[Records shown]:
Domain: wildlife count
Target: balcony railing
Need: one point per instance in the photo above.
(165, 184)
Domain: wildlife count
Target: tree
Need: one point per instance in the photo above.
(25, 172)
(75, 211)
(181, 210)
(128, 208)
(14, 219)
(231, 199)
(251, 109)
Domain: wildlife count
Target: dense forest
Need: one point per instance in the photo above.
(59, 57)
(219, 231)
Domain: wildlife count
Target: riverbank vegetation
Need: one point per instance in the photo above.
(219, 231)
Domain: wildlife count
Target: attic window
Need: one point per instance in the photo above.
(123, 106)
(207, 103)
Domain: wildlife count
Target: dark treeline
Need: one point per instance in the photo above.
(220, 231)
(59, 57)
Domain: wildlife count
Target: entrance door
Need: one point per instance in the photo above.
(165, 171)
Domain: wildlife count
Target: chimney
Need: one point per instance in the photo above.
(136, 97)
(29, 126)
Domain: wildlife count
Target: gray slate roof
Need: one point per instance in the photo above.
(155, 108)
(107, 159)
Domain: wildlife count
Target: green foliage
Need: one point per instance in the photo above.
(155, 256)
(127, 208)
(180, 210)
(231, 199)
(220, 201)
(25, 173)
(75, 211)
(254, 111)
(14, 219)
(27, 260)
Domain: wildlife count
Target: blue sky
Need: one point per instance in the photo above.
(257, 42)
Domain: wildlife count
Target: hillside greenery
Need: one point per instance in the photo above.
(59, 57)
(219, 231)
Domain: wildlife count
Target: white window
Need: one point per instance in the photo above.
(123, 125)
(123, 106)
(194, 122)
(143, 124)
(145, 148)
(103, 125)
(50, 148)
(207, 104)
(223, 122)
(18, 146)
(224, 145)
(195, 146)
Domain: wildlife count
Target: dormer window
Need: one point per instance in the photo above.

[What this task involves]:
Please repeat the listing above in full and exactly.

[Exercise response]:
Domain: wildlife count
Target: balcony railing
Need: one point per instance in the photo above.
(165, 184)
Domain: wildlife count
Target: tree
Need: one point per instance in the photo above.
(25, 172)
(75, 211)
(181, 210)
(128, 208)
(14, 219)
(231, 199)
(251, 109)
Domain: wildlife count
Target: dense forest
Need: one point per instance in the photo above.
(59, 57)
(219, 231)
Domain: wildlife count
Target: riverbank vegetation
Need: one point per instance in the photo above.
(219, 231)
Domain: wildlife count
Target: attic window
Need: one point per instance in the photo above.
(123, 106)
(207, 103)
Domain: wildlife count
Target: dark treeline
Need: one point per instance in the photo above.
(220, 231)
(59, 57)
Domain: wildlife count
Target: entrance door
Need: one point per instance in the photo above.
(165, 171)
Domain: wildlife count
Target: chimney
Need: one point per instance in the photo above.
(136, 97)
(29, 126)
Domain: wildlife count
Target: gray slate roof
Need: one point per instance in the photo above.
(155, 108)
(107, 159)
Domain: wildlife count
Target: green foliage
Need: one point per instance in the photo above.
(155, 256)
(127, 208)
(180, 210)
(231, 199)
(220, 201)
(25, 173)
(75, 211)
(254, 111)
(14, 219)
(27, 260)
Domain: wildlife count
Target: blue sky
Need: one point per instance in the photo above.
(257, 42)
Domain: wildlife count
Target: hillside greenery
Need: one point per instance in the photo above.
(59, 57)
(219, 231)
Domain: wildlife count
Target: white window
Need: one point per instance in the photo above.
(123, 125)
(123, 106)
(194, 122)
(143, 124)
(145, 148)
(103, 125)
(50, 148)
(207, 104)
(223, 122)
(18, 146)
(224, 145)
(195, 146)
Domain: wildlife count
Target: dormer window
Need: one point per instance in the photo above.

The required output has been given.